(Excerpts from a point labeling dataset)
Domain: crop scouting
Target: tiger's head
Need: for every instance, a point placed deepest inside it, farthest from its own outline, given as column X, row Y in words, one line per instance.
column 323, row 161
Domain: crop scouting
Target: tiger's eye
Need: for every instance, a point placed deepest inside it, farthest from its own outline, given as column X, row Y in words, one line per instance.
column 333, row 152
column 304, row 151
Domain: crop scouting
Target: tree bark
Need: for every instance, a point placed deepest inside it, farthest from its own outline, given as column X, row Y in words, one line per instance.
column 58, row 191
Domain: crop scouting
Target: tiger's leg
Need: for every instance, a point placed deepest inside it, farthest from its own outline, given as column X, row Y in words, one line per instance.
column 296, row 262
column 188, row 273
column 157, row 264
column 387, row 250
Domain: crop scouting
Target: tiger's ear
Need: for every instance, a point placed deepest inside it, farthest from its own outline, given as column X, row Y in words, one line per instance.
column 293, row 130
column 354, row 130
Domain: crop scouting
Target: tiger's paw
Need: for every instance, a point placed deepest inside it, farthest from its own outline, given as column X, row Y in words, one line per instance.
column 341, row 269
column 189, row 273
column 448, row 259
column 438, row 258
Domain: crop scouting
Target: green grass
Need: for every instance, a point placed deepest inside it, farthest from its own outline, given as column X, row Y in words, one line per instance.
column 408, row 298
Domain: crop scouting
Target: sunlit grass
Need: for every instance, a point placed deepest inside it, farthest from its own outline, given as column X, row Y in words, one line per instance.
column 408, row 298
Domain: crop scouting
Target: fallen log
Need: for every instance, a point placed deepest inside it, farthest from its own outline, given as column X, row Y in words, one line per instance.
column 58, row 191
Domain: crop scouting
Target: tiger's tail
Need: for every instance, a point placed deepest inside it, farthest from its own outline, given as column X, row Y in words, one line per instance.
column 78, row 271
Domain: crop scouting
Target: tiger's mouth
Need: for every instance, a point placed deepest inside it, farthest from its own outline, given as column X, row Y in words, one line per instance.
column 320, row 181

Task details -> Extract every line above that contains the string "Target", matching case exactly.

Problem solution ->
Target: tiger's head
Target: tiger's eye
Target: tree bark
Target: tiger's leg
Target: tiger's ear
Target: tiger's paw
Target: green grass
Target: sunlit grass
Target: fallen log
Target: tiger's tail
Target: tiger's mouth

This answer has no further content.